• **WHAT THE EXERCISE ASKS**
List every person named in the article below on migrant workers, with the role the article gives each.

• **TEXT PASSAGE**
Migrant Workers Seek Urban Equality
   2013-03-17 20:31:33    CRIENGLISH.com      Web Editor: Liu Ranran


In the 12th National People's Congress, China's top legislature, 31 deputies are farmers-turned migrant workers.

The number is a tenfold increase from the 11th NPC, which had only three migrant worker deputies.

These newly-elected deputies voice their opinions on how to help migrant workers to better integrate into cities.

CRI's Xiao Yee has more.

"Now due to the long separation from their spouses, many migrant workers have to find temporary husbands or wives. And this is becoming more and more common. My suggestion is to lower the application criteria for low-income housing in the city. Also, the government may rent vacant houses and lease them out to migrant workers at affordable prices. It can help migrant workers reunite with their spouses."

Liu Li, a NPC deputy and migrant worker, delivered her suggestion during the NPC session.

Data from the statistic bureau shows by 2011, over 73 percent of migrant workers are married. Most of them either leave their spouses at home villages or work in different cities from their spouses.

• **ENTRIES PROVIDED**
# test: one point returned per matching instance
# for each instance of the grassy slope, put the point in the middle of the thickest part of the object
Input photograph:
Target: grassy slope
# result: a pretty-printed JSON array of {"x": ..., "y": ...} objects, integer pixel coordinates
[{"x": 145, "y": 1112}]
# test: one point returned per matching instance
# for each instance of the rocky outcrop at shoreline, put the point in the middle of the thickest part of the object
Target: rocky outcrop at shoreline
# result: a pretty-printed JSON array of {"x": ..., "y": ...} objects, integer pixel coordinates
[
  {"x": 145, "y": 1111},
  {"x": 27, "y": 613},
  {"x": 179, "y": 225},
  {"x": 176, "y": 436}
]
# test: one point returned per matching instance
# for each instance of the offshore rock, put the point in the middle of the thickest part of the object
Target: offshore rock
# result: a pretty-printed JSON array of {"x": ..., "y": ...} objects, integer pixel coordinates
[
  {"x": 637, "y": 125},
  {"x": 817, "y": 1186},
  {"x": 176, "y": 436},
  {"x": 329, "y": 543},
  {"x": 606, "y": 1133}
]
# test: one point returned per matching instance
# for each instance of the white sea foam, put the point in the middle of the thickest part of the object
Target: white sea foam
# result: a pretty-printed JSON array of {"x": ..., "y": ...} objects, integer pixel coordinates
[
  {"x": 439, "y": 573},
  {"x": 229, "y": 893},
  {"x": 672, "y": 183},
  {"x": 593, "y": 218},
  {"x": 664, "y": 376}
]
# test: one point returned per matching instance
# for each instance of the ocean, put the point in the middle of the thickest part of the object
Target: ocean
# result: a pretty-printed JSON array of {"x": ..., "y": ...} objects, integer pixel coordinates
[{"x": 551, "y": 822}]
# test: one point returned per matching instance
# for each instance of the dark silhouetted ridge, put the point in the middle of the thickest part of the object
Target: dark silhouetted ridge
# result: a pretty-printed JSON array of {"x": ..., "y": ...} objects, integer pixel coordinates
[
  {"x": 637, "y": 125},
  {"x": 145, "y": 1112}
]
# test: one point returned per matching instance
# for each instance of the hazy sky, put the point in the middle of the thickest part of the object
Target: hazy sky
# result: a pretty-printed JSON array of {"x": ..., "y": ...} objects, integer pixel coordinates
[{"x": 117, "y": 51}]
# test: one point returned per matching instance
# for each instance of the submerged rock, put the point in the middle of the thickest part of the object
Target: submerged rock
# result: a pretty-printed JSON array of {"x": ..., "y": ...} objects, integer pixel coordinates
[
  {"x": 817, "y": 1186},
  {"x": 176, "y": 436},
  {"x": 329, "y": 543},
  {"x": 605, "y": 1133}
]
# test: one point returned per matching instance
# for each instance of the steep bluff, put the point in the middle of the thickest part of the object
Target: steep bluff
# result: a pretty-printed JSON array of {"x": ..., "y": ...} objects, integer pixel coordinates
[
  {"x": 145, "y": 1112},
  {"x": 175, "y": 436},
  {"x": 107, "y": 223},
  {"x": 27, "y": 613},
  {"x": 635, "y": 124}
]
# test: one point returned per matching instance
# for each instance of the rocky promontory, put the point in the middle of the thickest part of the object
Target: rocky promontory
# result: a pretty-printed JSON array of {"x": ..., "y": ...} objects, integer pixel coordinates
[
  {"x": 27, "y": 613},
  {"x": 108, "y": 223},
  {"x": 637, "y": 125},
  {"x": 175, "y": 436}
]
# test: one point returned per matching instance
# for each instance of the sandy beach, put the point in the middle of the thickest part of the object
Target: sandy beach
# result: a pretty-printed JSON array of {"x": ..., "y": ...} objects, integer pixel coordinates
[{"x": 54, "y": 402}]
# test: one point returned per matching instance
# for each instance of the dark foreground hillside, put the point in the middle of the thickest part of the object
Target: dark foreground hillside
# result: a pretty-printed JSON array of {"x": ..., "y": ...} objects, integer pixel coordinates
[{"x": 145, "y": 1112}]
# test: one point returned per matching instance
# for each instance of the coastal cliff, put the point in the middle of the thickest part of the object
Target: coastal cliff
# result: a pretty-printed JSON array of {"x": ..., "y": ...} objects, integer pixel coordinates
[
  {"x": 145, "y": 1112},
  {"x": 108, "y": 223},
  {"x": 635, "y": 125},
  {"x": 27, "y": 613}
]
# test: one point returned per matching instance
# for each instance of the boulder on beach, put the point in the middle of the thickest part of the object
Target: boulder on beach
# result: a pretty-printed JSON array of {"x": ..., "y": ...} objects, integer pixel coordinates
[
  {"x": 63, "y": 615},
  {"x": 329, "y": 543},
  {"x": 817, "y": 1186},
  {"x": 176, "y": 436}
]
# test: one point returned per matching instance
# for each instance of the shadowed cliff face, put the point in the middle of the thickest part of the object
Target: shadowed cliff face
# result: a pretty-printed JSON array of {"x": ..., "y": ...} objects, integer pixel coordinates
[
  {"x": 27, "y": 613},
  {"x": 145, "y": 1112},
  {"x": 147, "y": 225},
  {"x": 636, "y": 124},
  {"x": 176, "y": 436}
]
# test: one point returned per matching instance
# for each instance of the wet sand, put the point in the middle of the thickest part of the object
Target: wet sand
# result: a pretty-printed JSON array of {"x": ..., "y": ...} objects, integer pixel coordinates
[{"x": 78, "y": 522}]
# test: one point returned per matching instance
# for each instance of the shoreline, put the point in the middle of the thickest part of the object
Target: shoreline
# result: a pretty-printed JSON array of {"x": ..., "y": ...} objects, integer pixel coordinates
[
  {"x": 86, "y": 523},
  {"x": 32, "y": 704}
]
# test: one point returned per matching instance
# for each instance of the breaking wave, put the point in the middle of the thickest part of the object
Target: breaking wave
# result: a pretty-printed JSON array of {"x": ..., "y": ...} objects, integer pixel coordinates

• **WORKED SOLUTION**
- Liu Ranran: web editor
- Xiao Yee: reporter for CRI
- Liu Li: NPC deputy and migrant worker